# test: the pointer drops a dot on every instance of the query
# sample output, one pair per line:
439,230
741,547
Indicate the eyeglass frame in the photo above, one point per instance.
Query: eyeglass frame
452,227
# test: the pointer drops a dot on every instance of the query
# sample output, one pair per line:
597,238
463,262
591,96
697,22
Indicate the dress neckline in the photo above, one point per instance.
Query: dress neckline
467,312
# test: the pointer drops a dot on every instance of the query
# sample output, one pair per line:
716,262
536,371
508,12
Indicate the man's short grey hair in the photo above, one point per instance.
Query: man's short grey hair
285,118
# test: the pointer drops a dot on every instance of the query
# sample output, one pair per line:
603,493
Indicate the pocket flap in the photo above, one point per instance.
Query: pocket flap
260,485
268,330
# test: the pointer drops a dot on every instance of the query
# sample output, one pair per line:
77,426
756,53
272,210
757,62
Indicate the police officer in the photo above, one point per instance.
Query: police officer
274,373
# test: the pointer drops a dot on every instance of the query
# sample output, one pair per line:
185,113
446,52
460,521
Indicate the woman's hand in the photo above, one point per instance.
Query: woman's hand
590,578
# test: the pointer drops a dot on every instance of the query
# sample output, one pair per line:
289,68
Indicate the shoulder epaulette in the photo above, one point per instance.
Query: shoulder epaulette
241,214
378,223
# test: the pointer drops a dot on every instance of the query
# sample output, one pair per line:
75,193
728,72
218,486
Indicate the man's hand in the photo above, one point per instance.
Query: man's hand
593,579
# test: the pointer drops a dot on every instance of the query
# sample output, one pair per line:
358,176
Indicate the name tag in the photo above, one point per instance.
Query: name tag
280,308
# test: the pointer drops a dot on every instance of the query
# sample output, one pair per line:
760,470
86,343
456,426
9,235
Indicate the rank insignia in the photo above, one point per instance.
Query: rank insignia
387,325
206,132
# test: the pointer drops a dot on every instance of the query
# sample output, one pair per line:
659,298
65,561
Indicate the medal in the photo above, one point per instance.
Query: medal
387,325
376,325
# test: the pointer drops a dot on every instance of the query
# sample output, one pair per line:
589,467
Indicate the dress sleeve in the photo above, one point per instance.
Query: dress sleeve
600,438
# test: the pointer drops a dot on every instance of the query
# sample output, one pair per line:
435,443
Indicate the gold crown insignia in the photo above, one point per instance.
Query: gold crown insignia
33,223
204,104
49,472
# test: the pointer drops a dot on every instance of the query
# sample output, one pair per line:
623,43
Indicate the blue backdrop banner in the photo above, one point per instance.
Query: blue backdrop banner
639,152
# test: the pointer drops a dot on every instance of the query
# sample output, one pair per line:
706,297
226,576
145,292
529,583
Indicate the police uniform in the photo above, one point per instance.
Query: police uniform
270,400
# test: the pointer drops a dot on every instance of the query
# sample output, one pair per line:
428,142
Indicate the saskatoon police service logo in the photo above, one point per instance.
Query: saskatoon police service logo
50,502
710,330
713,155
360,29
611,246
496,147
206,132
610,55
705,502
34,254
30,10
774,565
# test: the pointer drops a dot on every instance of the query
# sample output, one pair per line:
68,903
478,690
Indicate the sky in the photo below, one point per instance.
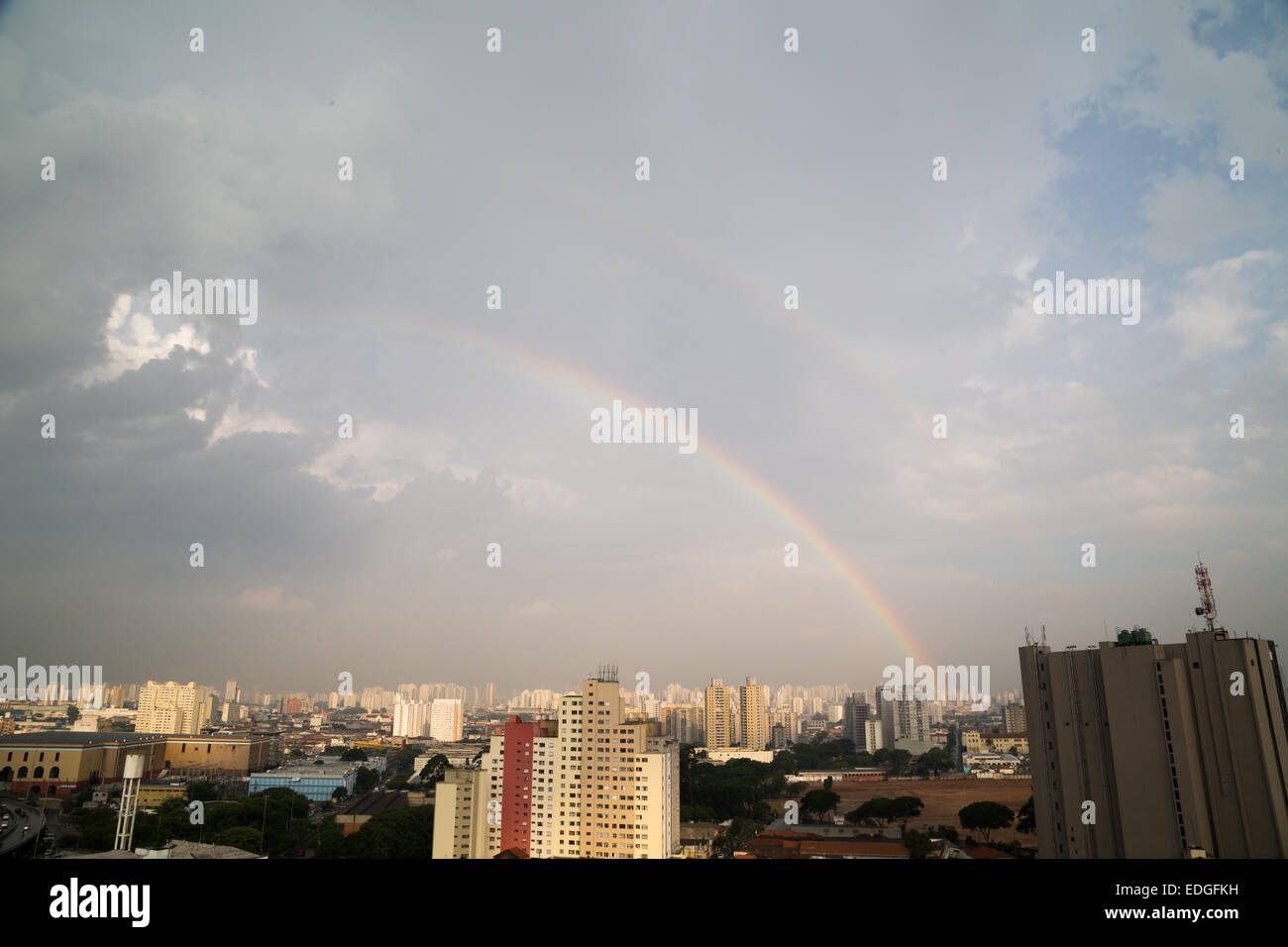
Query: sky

-------

**To be done**
Repeat the records above exactly, omitting every picture.

**Result of this exercise**
# test: the pointer drops a dot on every instance of the query
# sample output, one pair per line:
439,230
741,547
Indicate the eyeglass frame in the photo above, one point per instance.
Query: eyeglass frame
452,227
# test: the pointer drops a dot on every instance of the query
# sample output, one pair per line:
597,238
463,262
591,96
697,22
Indicate the dress neckline in the photo above, one point per instance.
Query: dress neckline
467,312
# test: the pointer drops a dot on every instance of the query
# sample output, one pair per line:
716,262
536,371
508,12
Indicate the man's short grey hair in the photo above, one point per instance.
Query: man's short grey hair
285,118
# test: the pointer drops a dot on every instance of the query
# sample output, one pair per line:
603,493
Indicate the pocket flap in the photo above, one point per instance.
Query: pocket flap
260,485
268,330
# test: the pointer drops a dot on every instance of the query
# sample output, one pair per line:
77,426
756,53
272,210
757,62
Indicate the police officer in the photo above, one point per instance.
Query: police officer
274,373
# test: the pointer drops a dot on every instance of the query
# sample output, one pair per line:
185,113
446,52
460,521
Indicate the woman's hand in the photo above, one point per instance.
Query: woman's hand
590,578
# test: the pointer drops a dot on every instance of the query
# sample output, one pair per line:
289,68
Indicate the shoulder epaulette in the photo above, one point per instance.
Query: shoulder epaulette
241,214
378,223
# test: the pointer drops a dot on every instance of the query
# sample output, one pair per line:
75,193
728,72
218,486
Indicate the man's hand in the photo above, one point per instance.
Query: man's hand
593,579
# test: the pointer drops a dot on every instance of the query
# sample output, one pair per line:
358,176
Indicate the name tag in the photo above, one point per instance.
Query: name tag
280,308
# test: the pointer drops a dot on every instance of the query
# sample output, one pair per line:
760,470
86,343
456,426
9,235
Indicate the rank insignia in the photo above, one point per instance.
Query: rank insignia
387,325
206,132
# test: the pointer drops a dot on every instance of the query
# sample output, one pair per line:
659,298
65,561
Indicate the medal in the photo above, one point per instance.
Query: medal
387,325
376,325
# test: the pointer drops a dot on every instance of the query
# sample output, one pair per line:
589,467
Indicate the dress sleeve in the photo above, one point per instance.
Query: dress sleeve
600,438
# test: the pointer drops a dot on every instance of the query
# sample output, one pair per line:
435,443
Indicate the gold crown insignia in the photo above, one point per instance.
Query: gold crown insignia
33,223
204,104
49,472
# test: the pointer drops a dot on every instance of the query
# sample output, one pair per line:
623,43
Indicate the blue backdrop banner in the photo above, one point per instance.
Query: blue backdrop banner
639,152
# test: the pointer drops a dot on every instance of the query
# sample output, one pair per line:
706,297
226,576
145,292
529,583
Indicate the police uniform in the photo above, one point per instance.
Query: police uniform
270,400
# test: the pointer drops a dot on every instance of the query
# sample output, one pair per line:
428,142
Indicate the saskatoon police service logo in the photo above, one point per instance.
Query: saskatoon police service logo
50,502
710,330
713,155
360,29
611,246
496,147
206,132
610,55
705,502
34,254
30,10
774,565
# test: the pointer drops a dot on every instance of the query
# sample output, one pair per line:
68,903
478,690
Indicate the sky in the photo below, one point per instance.
Query: sky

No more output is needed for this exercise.